(Soal Latihan):
A) Menurut kutipan tentang PWI, siapa yang diberhentikan oleh Dewan Kehormatan PWI?
B) Ringkas kutipan tentang PWI dalam dua kalimat.
C) Tuliskan kembali bagian kutipan tentang PWI yang dimulai dengan "Asalkan ada kolaborasi" dan berlanjut sampai "di luar jadwal.", tanpa mengubah satu kata pun.

(Kutipan Teks):
>>
Meskipun kini organisasi telah bergerak dengan kepengurusan baru, luka kezaliman ini akan terus menjadi catatan hitam. Ini menunjukkan bahwa di Indonesia, seorang Ketua Umum organisasi pers sekalipun dapat dengan mudah dilenyapkan dari jabatan hanya berdasarkan tuduhan.
Asalkan ada kolaborasi lembaga pers dan institusi negara yang bersedia mengabaikan prinsip hukum tertinggi. PWI telah dipaksa mengorbankan keadilan demi ketenangan palsu.
Pelanggaran oleh Dewan Kehormatan PWI dan Munas Inkonstitusional
Pemberhentian Hendri Ch. Bangun oleh Dewan Kehormatan (DK) PWI dan pemaksaan Munas didasarkan pada sanksi yang berakar dari tuduhan yang telah gugur secara hukum.
Selain melanggar asas praduga tak bersalah, langkah ini diduga melanggar Anggaran Dasar dan Anggaran Rumah Tangga PWI, terutama terkait mekanisme pemberhentian Ketua Umum dan penyelenggaraan Munas di luar jadwal.
<<
(Data):
>>
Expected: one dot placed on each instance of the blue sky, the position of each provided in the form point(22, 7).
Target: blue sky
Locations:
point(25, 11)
<<
(Jawaban Tiap Soal):
A) Hendri Ch. Bangun.

B) Pemberhentian Hendri Ch. Bangun oleh Dewan Kehormatan PWI dan pemaksaan Munas didasarkan pada sanksi dari tuduhan yang sudah gugur secara hukum. Langkah ini diduga melanggar asas praduga tak bersalah serta Anggaran Dasar dan Anggaran Rumah Tangga PWI, dan walaupun kini sudah ada kepengurusan baru, peristiwa ini tetap menjadi catatan hitam.

C)
Asalkan ada kolaborasi lembaga pers dan institusi negara yang bersedia mengabaikan prinsip hukum tertinggi. PWI telah dipaksa mengorbankan keadilan demi ketenangan palsu.
Pelanggaran oleh Dewan Kehormatan PWI dan Munas Inkonstitusional
Pemberhentian Hendri Ch. Bangun oleh Dewan Kehormatan (DK) PWI dan pemaksaan Munas didasarkan pada sanksi yang berakar dari tuduhan yang telah gugur secara hukum.
Selain melanggar asas praduga tak bersalah, langkah ini diduga melanggar Anggaran Dasar dan Anggaran Rumah Tangga PWI, terutama terkait mekanisme pemberhentian Ketua Umum dan penyelenggaraan Munas di luar jadwal.